-- What is expected --
Copy the listing from the line that contains "Place a marker on every instance of the brown" through its last line, requests included, and scale every answer point coordinate by 0.25, rounding to whole numbers with halves going up. Leave the coordinates inside the requests unchanged.

-- Record extracts --
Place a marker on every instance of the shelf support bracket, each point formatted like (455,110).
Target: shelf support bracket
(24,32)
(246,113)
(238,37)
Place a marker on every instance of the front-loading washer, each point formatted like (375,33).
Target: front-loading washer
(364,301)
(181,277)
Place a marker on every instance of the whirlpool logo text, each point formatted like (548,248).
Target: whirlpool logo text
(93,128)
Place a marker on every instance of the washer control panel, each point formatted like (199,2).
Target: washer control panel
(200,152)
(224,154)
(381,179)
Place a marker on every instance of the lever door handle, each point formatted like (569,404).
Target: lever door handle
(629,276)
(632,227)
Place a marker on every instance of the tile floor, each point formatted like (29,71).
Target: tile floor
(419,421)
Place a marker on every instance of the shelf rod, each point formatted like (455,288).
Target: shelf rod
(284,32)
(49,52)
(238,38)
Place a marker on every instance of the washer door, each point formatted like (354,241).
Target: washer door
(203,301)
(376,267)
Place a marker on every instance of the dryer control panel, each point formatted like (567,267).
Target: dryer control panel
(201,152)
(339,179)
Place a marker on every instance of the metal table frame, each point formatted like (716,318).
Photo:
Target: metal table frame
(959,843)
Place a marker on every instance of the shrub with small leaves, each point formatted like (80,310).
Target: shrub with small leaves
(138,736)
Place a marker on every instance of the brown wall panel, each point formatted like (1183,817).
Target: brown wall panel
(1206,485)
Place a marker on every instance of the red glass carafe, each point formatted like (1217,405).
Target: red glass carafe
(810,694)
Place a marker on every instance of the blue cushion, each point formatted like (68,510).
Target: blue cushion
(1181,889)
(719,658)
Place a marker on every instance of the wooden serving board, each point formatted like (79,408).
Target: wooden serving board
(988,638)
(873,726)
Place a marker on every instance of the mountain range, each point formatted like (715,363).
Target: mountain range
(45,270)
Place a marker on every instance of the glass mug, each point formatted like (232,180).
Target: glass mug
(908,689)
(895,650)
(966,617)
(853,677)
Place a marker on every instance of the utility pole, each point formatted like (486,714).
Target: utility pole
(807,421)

-- Solved problem --
Place a marker on every instance of the brown wall panel, each point formatted like (1183,817).
Target: brown wall panel
(302,121)
Place a marker on every instance of the red glass carafe, each point formatted like (1217,405).
Target: red glass carafe
(203,174)
Place a marker on every instance of the blue cushion, each point formatted like (68,510).
Target: blue cushion
(295,222)
(180,165)
Place a marker on every instance of the wooden serving board, each point formatted like (79,408).
Target: wooden serving board
(247,160)
(218,182)
Place a marker on every instance of the mountain range, each point formatted like (715,363).
Target: mountain range
(11,68)
Place a marker on every instance of the glass mug, each point formatted like (232,180).
Target: glass mug
(227,172)
(224,163)
(242,154)
(213,169)
Place a marker on every instance of the utility pole, each point formatted like (486,714).
Target: utility pole
(202,105)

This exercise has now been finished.